**Exercise instructions:**
Convert every line of the records below into a Markdown table with the columns Row and Line, giving each line a row number and leaving out any blank lines.

# start of Extracted material

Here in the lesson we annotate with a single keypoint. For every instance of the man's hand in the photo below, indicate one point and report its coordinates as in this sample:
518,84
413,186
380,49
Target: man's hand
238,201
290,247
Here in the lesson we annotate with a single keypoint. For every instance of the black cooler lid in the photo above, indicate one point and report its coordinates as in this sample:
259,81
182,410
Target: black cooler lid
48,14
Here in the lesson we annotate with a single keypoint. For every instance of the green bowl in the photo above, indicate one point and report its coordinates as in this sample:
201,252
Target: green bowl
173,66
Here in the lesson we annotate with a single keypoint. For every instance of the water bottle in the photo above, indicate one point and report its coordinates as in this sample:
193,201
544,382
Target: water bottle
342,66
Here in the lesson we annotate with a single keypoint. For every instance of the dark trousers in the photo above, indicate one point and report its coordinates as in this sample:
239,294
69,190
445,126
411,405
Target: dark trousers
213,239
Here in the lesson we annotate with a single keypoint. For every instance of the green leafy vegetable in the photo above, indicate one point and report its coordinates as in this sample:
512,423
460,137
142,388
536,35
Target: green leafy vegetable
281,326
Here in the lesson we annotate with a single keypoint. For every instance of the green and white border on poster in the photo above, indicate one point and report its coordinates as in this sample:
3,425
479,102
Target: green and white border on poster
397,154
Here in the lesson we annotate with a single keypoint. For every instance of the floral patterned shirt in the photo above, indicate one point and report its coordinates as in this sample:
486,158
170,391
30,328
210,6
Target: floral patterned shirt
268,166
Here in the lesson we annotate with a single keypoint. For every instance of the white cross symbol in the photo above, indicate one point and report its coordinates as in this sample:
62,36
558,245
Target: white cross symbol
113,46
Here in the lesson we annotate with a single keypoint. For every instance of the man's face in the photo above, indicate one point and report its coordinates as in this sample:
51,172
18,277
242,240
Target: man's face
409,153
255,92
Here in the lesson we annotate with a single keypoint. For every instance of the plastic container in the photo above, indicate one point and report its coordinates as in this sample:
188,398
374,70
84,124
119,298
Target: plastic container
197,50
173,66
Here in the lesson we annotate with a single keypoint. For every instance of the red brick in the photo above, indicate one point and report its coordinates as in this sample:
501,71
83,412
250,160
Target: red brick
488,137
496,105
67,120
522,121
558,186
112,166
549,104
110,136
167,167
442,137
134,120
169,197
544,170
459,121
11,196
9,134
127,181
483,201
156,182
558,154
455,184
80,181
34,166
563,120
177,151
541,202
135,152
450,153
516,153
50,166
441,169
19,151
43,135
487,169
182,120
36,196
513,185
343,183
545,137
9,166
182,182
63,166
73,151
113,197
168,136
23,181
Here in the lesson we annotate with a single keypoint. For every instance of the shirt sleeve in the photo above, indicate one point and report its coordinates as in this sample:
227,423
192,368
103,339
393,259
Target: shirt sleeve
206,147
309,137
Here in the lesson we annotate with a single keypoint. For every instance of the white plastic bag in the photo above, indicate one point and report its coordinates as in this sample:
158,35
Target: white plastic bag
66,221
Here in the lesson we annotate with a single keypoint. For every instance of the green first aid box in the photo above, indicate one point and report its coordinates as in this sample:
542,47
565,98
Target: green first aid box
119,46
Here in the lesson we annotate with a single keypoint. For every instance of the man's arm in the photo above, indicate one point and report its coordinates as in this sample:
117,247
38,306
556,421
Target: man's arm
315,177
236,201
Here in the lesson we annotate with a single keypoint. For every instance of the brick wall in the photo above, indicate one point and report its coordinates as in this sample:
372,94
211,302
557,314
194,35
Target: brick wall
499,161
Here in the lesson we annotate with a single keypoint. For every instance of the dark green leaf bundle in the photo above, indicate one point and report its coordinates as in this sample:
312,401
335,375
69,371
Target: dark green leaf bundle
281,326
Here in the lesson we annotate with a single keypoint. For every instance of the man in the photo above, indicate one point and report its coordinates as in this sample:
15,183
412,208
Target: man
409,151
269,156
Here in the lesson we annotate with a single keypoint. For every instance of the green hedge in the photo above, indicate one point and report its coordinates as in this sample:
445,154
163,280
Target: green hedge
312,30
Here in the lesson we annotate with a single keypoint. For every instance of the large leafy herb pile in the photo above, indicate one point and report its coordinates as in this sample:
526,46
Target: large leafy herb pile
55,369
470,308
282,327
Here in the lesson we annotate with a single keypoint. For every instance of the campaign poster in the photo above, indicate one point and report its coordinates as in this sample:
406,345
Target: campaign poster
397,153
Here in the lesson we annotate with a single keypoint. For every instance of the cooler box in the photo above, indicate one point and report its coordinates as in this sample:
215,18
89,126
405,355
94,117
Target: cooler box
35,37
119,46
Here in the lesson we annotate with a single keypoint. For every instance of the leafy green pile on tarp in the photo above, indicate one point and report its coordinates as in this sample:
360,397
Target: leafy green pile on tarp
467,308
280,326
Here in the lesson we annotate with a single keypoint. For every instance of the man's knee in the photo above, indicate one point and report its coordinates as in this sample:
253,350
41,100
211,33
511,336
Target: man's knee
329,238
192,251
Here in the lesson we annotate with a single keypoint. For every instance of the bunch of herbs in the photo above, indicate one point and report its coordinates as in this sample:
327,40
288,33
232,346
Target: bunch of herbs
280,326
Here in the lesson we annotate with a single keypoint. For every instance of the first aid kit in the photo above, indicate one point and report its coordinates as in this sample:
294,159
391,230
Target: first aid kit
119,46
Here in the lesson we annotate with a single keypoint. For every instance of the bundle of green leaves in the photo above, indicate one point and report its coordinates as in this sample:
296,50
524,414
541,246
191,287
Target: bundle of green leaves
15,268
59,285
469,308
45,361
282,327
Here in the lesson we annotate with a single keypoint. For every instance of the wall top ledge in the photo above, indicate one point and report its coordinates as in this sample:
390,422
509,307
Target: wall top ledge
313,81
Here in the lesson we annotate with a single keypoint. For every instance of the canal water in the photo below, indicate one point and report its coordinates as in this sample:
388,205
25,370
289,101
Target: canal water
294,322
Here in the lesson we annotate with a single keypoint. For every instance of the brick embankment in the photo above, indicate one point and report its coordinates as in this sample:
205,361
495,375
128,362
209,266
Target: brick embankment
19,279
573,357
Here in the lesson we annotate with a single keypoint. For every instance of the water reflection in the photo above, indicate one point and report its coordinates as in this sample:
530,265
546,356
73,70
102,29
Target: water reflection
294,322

# end of Extracted material

**Finished answer:**
| Row | Line |
|---|---|
| 1 | Here in the lesson we annotate with a single keypoint. For every instance of the man's hand in the photo below, indicate one point and report its coordinates as in this sample: |
| 2 | 518,84 |
| 3 | 413,186 |
| 4 | 380,49 |
| 5 | Target: man's hand |
| 6 | 238,201 |
| 7 | 290,247 |
| 8 | Here in the lesson we annotate with a single keypoint. For every instance of the black cooler lid in the photo above, indicate one point and report its coordinates as in this sample: |
| 9 | 259,81 |
| 10 | 182,410 |
| 11 | Target: black cooler lid |
| 12 | 48,14 |
| 13 | Here in the lesson we annotate with a single keypoint. For every instance of the green bowl in the photo above, indicate one point and report its coordinates as in this sample: |
| 14 | 201,252 |
| 15 | Target: green bowl |
| 16 | 173,66 |
| 17 | Here in the lesson we annotate with a single keypoint. For every instance of the water bottle in the photo above, indicate one point and report its coordinates as in this sample: |
| 18 | 193,201 |
| 19 | 544,382 |
| 20 | Target: water bottle |
| 21 | 342,66 |
| 22 | Here in the lesson we annotate with a single keypoint. For every instance of the dark trousers in the photo above, indicate one point and report its coordinates as in this sample: |
| 23 | 239,294 |
| 24 | 69,190 |
| 25 | 445,126 |
| 26 | 411,405 |
| 27 | Target: dark trousers |
| 28 | 213,239 |
| 29 | Here in the lesson we annotate with a single keypoint. For every instance of the green leafy vegetable in the photo above, indicate one point and report its coordinates as in this sample: |
| 30 | 512,423 |
| 31 | 460,137 |
| 32 | 142,388 |
| 33 | 536,35 |
| 34 | Target: green leafy vegetable |
| 35 | 281,326 |
| 36 | Here in the lesson we annotate with a single keypoint. For every instance of the green and white border on poster in the photo above, indicate one point and report its coordinates as in this sample: |
| 37 | 3,425 |
| 38 | 479,102 |
| 39 | Target: green and white border on poster |
| 40 | 397,154 |
| 41 | Here in the lesson we annotate with a single keypoint. For every instance of the floral patterned shirt in the photo above, indicate one point and report its coordinates as in this sample: |
| 42 | 486,158 |
| 43 | 170,391 |
| 44 | 30,328 |
| 45 | 210,6 |
| 46 | Target: floral patterned shirt |
| 47 | 268,166 |
| 48 | Here in the lesson we annotate with a single keypoint. For every instance of the white cross symbol in the photo above, indicate one point and report its coordinates as in this sample: |
| 49 | 62,36 |
| 50 | 558,245 |
| 51 | Target: white cross symbol |
| 52 | 113,46 |
| 53 | Here in the lesson we annotate with a single keypoint. For every instance of the man's face in the photo above, indicate one point and report its coordinates as in this sample: |
| 54 | 51,172 |
| 55 | 18,277 |
| 56 | 242,240 |
| 57 | Target: man's face |
| 58 | 409,153 |
| 59 | 255,92 |
| 60 | Here in the lesson we annotate with a single keypoint. For every instance of the plastic container in the photo above, indicate one point and report its coordinates as in this sample: |
| 61 | 188,398 |
| 62 | 374,70 |
| 63 | 84,124 |
| 64 | 119,298 |
| 65 | Target: plastic container |
| 66 | 197,50 |
| 67 | 173,66 |
| 68 | Here in the lesson we annotate with a single keypoint. For every instance of the red brick in the photo above, indicate one point and report its coordinates as in this sample: |
| 69 | 501,71 |
| 70 | 83,412 |
| 71 | 250,160 |
| 72 | Target: red brick |
| 73 | 488,137 |
| 74 | 496,105 |
| 75 | 67,120 |
| 76 | 522,121 |
| 77 | 558,186 |
| 78 | 112,166 |
| 79 | 549,104 |
| 80 | 110,136 |
| 81 | 167,167 |
| 82 | 442,137 |
| 83 | 134,120 |
| 84 | 169,197 |
| 85 | 544,170 |
| 86 | 459,121 |
| 87 | 11,196 |
| 88 | 9,134 |
| 89 | 127,181 |
| 90 | 483,201 |
| 91 | 156,182 |
| 92 | 558,154 |
| 93 | 455,184 |
| 94 | 80,181 |
| 95 | 34,166 |
| 96 | 563,120 |
| 97 | 177,151 |
| 98 | 541,202 |
| 99 | 135,152 |
| 100 | 450,153 |
| 101 | 516,153 |
| 102 | 50,166 |
| 103 | 441,169 |
| 104 | 19,151 |
| 105 | 43,135 |
| 106 | 487,169 |
| 107 | 182,120 |
| 108 | 36,196 |
| 109 | 513,185 |
| 110 | 343,183 |
| 111 | 545,137 |
| 112 | 9,166 |
| 113 | 182,182 |
| 114 | 63,166 |
| 115 | 73,151 |
| 116 | 113,197 |
| 117 | 168,136 |
| 118 | 23,181 |
| 119 | Here in the lesson we annotate with a single keypoint. For every instance of the shirt sleeve in the photo above, indicate one point and report its coordinates as in this sample: |
| 120 | 227,423 |
| 121 | 192,368 |
| 122 | 103,339 |
| 123 | 393,259 |
| 124 | Target: shirt sleeve |
| 125 | 206,147 |
| 126 | 309,137 |
| 127 | Here in the lesson we annotate with a single keypoint. For every instance of the white plastic bag in the photo above, indicate one point and report its coordinates as in this sample: |
| 128 | 158,35 |
| 129 | Target: white plastic bag |
| 130 | 66,221 |
| 131 | Here in the lesson we annotate with a single keypoint. For every instance of the green first aid box in the photo above, indicate one point and report its coordinates as in this sample: |
| 132 | 542,47 |
| 133 | 565,98 |
| 134 | Target: green first aid box |
| 135 | 119,46 |
| 136 | Here in the lesson we annotate with a single keypoint. For every instance of the man's arm in the photo above, indicate one point and report its coordinates as in this sample: |
| 137 | 117,247 |
| 138 | 38,306 |
| 139 | 556,421 |
| 140 | Target: man's arm |
| 141 | 315,177 |
| 142 | 236,201 |
| 143 | Here in the lesson we annotate with a single keypoint. For every instance of the brick wall in the photo above, indicate one point and report its coordinates as in this sample: |
| 144 | 372,94 |
| 145 | 211,302 |
| 146 | 557,314 |
| 147 | 194,35 |
| 148 | Target: brick wall |
| 149 | 499,161 |
| 150 | Here in the lesson we annotate with a single keypoint. For every instance of the dark green leaf bundle in the photo above, indicate one point and report its coordinates as in this sample: |
| 151 | 312,401 |
| 152 | 335,375 |
| 153 | 69,371 |
| 154 | Target: dark green leaf bundle |
| 155 | 281,326 |
| 156 | Here in the lesson we annotate with a single keypoint. For every instance of the man in the photo above, indicate one point and report its coordinates as in this sample: |
| 157 | 15,183 |
| 158 | 412,208 |
| 159 | Target: man |
| 160 | 409,151 |
| 161 | 269,156 |
| 162 | Here in the lesson we annotate with a single keypoint. For every instance of the green hedge in the photo above, indicate one point and report its coordinates as in this sample: |
| 163 | 445,154 |
| 164 | 163,280 |
| 165 | Target: green hedge |
| 166 | 312,30 |
| 167 | Here in the lesson we annotate with a single keypoint. For every instance of the large leafy herb pile in the photo above, indicate one point and report its coordinates as in this sample: |
| 168 | 526,46 |
| 169 | Target: large leafy herb pile |
| 170 | 55,369 |
| 171 | 470,308 |
| 172 | 282,327 |
| 173 | Here in the lesson we annotate with a single keypoint. For every instance of the campaign poster in the photo above, indicate one point and report its coordinates as in this sample: |
| 174 | 406,345 |
| 175 | Target: campaign poster |
| 176 | 397,153 |
| 177 | Here in the lesson we annotate with a single keypoint. For every instance of the cooler box in the photo above, indicate one point and report its coordinates as in this sample: |
| 178 | 215,18 |
| 179 | 89,126 |
| 180 | 405,355 |
| 181 | 94,117 |
| 182 | Target: cooler box |
| 183 | 35,37 |
| 184 | 119,46 |
| 185 | Here in the lesson we annotate with a single keypoint. For every instance of the leafy green pile on tarp in the photo above, indicate one point and report its coordinates as in this sample: |
| 186 | 360,397 |
| 187 | Target: leafy green pile on tarp |
| 188 | 467,308 |
| 189 | 280,326 |
| 190 | Here in the lesson we annotate with a single keypoint. For every instance of the man's knee in the photo above, indicate one point and report its coordinates as in this sample: |
| 191 | 253,350 |
| 192 | 41,100 |
| 193 | 211,33 |
| 194 | 511,336 |
| 195 | Target: man's knee |
| 196 | 329,238 |
| 197 | 192,251 |
| 198 | Here in the lesson we annotate with a single keypoint. For every instance of the bunch of herbs in the photo above, indicate one point and report its coordinates as in this sample: |
| 199 | 327,40 |
| 200 | 288,33 |
| 201 | 232,346 |
| 202 | Target: bunch of herbs |
| 203 | 280,326 |
| 204 | Here in the lesson we annotate with a single keypoint. For every instance of the first aid kit in the photo above, indicate one point and report its coordinates as in this sample: |
| 205 | 294,159 |
| 206 | 391,230 |
| 207 | Target: first aid kit |
| 208 | 119,46 |
| 209 | Here in the lesson we annotate with a single keypoint. For every instance of the bundle of green leaves in the photo above, indicate one point and report its coordinates as in this sample: |
| 210 | 296,50 |
| 211 | 524,414 |
| 212 | 541,246 |
| 213 | 191,287 |
| 214 | Target: bundle of green leaves |
| 215 | 15,268 |
| 216 | 59,285 |
| 217 | 469,308 |
| 218 | 45,361 |
| 219 | 282,327 |
| 220 | Here in the lesson we annotate with a single keypoint. For every instance of the wall top ledge in the photo above, indicate one point and report its coordinates as in this sample: |
| 221 | 390,422 |
| 222 | 509,307 |
| 223 | Target: wall top ledge |
| 224 | 313,81 |
| 225 | Here in the lesson we annotate with a single keypoint. For every instance of the canal water in the photo below, indicate one point and report its coordinates as in this sample: |
| 226 | 388,205 |
| 227 | 25,370 |
| 228 | 289,101 |
| 229 | Target: canal water |
| 230 | 294,322 |
| 231 | Here in the lesson we annotate with a single keypoint. For every instance of the brick embankment in the photo above, indicate one point and report its coordinates as in this sample: |
| 232 | 205,361 |
| 233 | 495,375 |
| 234 | 128,362 |
| 235 | 209,266 |
| 236 | Target: brick embankment |
| 237 | 19,279 |
| 238 | 573,357 |
| 239 | Here in the lesson we annotate with a single keypoint. For every instance of the water reflection in the photo above, indicate one point and report its coordinates as in this sample: |
| 240 | 530,265 |
| 241 | 546,356 |
| 242 | 73,70 |
| 243 | 102,29 |
| 244 | Target: water reflection |
| 245 | 294,322 |